▶ **PROBLEM REQUIREMENTS**: Lines with "ground": please show every one of them from the listing below.

▶ **DATA FOR THE TASK**:

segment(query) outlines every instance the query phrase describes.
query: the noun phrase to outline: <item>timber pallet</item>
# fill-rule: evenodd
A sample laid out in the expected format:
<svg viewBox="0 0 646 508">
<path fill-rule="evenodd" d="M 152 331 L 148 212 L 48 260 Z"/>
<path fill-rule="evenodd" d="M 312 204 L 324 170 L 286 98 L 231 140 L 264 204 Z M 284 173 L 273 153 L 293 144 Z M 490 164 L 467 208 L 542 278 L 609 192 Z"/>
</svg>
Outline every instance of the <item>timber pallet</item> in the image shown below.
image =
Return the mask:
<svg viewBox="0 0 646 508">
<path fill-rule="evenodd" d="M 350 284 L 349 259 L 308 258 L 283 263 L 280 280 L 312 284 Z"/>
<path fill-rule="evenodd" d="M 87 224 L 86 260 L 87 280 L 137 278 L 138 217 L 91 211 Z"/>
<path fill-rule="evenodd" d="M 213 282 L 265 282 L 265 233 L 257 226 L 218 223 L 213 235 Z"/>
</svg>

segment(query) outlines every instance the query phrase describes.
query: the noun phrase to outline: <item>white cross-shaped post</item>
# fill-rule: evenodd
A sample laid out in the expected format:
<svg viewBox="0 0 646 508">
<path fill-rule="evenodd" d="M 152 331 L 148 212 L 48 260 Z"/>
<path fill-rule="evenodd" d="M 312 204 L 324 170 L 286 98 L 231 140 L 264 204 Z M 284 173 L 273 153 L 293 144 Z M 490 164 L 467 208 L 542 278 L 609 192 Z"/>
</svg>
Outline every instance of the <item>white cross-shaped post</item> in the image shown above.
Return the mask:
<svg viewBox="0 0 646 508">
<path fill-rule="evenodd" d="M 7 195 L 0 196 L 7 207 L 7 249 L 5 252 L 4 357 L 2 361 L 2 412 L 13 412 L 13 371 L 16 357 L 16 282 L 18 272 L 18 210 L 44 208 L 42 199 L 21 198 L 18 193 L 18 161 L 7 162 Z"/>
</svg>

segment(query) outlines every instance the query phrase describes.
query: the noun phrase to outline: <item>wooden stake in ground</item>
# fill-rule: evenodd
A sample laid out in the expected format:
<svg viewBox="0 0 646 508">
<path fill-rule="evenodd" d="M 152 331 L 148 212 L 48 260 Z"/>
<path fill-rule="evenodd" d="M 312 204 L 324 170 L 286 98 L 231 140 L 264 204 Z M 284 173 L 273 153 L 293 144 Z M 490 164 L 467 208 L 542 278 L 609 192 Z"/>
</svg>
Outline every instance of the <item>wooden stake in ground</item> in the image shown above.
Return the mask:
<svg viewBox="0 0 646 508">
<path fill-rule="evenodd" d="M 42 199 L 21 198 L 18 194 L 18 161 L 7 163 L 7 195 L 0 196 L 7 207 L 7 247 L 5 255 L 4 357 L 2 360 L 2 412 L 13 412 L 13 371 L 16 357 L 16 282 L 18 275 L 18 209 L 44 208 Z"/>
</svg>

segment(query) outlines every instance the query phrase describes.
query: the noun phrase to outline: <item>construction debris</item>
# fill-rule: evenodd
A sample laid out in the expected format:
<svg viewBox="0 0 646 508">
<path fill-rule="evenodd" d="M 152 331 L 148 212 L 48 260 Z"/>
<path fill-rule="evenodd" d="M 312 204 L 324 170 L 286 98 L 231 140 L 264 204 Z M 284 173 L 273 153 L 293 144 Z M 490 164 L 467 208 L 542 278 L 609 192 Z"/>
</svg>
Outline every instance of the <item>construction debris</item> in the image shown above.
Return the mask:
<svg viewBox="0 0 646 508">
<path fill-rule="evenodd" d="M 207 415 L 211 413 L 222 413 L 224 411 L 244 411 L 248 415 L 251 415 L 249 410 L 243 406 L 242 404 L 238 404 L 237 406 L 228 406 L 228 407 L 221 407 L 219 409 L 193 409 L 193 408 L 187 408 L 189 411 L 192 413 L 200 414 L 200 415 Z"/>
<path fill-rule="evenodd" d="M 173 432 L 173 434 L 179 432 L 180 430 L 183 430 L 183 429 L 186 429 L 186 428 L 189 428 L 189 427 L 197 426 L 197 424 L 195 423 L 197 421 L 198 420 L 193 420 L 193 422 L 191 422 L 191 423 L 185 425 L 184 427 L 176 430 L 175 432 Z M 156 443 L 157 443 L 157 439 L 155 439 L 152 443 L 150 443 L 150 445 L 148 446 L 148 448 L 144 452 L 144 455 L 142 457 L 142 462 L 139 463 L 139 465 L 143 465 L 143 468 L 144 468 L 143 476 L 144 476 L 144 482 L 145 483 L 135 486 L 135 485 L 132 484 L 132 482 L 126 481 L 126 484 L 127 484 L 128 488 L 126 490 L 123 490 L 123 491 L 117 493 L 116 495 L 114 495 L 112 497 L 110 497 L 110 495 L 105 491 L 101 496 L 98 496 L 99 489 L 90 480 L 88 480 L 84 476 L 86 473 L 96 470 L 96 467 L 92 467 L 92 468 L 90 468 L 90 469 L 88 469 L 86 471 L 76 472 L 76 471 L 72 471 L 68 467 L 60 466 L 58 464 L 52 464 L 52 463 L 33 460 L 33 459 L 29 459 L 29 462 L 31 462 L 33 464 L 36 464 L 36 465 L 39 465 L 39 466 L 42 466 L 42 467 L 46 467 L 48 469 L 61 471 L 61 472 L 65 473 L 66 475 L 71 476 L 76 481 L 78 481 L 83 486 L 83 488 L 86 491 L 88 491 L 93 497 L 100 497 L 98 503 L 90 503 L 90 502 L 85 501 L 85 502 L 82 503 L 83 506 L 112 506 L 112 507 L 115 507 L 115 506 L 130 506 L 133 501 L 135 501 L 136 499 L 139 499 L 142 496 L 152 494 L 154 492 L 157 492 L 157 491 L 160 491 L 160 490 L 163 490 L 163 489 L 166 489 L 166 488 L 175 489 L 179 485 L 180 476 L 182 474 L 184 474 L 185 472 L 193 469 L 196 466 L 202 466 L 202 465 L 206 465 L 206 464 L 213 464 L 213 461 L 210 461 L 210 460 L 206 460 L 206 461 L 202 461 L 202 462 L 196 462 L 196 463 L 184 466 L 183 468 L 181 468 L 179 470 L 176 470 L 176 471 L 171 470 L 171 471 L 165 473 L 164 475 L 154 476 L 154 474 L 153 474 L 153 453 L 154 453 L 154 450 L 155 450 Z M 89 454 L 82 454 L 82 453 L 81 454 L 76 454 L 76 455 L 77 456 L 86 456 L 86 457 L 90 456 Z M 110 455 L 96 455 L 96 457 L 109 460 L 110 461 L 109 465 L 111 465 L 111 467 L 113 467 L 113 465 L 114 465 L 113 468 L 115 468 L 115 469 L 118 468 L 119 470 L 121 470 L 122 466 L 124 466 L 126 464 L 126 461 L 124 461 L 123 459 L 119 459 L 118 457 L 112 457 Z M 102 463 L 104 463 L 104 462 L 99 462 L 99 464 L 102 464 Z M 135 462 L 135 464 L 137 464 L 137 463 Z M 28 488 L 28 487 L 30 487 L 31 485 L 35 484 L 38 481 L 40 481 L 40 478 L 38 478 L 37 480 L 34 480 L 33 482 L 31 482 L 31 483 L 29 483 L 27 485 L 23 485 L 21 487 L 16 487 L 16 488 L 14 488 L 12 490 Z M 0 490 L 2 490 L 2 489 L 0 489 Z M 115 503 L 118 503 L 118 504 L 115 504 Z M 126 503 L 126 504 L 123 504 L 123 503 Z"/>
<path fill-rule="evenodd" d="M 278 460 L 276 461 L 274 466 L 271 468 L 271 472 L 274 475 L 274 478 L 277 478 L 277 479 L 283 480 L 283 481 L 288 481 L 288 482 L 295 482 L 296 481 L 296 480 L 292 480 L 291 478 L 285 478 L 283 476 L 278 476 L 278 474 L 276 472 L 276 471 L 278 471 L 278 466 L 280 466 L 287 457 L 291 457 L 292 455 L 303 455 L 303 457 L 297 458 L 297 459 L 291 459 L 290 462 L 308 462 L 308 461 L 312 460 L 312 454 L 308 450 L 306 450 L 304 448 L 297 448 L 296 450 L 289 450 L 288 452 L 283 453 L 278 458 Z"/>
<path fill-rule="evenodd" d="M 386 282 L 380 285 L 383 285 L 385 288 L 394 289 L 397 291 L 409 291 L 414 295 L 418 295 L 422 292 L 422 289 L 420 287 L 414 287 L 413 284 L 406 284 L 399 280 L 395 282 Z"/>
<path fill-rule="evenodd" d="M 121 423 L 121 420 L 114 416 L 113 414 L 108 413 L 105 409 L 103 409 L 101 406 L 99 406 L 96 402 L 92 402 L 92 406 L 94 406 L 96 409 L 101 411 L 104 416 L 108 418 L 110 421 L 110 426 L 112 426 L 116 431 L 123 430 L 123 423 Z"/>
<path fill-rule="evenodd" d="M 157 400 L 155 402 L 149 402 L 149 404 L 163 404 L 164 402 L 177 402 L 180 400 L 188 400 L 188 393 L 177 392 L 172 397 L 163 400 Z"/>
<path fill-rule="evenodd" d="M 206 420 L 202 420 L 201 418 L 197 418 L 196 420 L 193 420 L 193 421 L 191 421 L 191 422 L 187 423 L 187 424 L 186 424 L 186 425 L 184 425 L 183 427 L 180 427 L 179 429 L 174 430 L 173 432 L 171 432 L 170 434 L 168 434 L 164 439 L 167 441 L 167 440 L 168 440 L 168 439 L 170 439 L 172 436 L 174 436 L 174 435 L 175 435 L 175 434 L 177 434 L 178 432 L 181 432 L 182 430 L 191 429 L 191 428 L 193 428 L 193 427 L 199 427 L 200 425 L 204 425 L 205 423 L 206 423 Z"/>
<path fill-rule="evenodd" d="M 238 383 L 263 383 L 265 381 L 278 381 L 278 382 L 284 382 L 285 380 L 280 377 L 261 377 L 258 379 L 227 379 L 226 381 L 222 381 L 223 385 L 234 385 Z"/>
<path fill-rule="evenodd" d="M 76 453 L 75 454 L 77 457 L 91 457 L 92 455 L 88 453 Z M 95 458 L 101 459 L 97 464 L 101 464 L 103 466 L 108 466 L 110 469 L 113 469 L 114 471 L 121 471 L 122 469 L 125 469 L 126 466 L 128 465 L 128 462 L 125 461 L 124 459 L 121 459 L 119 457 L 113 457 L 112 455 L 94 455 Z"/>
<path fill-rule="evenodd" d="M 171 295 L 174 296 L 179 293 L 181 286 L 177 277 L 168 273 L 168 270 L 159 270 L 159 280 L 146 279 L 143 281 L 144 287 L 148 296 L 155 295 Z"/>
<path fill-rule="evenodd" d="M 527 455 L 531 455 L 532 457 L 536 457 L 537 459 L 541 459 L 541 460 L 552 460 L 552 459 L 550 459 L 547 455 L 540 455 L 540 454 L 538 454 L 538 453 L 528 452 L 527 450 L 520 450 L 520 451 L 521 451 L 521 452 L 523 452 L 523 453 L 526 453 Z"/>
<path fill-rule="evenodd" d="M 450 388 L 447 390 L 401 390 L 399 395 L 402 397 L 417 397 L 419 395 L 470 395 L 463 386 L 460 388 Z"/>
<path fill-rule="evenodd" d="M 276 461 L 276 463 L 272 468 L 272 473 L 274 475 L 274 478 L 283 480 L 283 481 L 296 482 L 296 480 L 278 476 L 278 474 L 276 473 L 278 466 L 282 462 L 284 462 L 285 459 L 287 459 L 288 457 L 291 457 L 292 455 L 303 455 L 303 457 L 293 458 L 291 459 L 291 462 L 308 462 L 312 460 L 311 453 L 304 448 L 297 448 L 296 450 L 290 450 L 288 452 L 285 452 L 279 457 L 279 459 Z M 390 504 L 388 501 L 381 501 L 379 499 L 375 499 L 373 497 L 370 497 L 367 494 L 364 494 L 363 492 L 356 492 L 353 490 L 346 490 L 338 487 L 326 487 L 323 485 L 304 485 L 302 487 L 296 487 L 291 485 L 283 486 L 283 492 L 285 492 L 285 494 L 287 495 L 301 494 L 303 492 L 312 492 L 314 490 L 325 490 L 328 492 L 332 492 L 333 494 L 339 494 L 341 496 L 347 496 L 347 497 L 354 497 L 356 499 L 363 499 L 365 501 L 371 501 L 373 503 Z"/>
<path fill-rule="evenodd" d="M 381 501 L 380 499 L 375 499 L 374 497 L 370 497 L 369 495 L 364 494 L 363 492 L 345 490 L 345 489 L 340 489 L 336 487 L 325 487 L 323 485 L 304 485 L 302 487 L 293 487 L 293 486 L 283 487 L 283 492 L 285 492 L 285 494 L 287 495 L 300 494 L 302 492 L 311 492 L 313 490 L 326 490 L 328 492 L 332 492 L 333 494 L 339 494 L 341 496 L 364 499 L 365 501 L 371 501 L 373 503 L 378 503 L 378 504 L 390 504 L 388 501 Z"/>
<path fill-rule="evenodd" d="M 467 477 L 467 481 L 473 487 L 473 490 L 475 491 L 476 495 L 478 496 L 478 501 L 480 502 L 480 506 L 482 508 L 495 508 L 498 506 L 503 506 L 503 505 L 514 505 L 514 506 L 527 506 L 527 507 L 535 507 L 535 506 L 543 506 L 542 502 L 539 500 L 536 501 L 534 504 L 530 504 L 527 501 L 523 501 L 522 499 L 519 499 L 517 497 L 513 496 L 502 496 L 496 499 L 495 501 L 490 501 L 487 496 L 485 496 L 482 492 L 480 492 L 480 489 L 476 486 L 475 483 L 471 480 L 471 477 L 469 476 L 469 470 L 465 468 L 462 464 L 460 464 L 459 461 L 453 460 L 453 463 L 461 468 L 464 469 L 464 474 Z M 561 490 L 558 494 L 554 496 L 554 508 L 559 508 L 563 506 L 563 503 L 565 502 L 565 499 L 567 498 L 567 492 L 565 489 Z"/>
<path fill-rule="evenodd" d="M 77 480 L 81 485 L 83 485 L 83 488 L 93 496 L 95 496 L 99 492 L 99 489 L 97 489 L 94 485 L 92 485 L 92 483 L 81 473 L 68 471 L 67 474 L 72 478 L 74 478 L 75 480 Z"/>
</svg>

▶ **RESPONSE BOX**:
query: the noun phrase to outline: <item>wooden stake in ground</item>
Outline every instance of the <item>wooden stake in ground</item> in the image shown above.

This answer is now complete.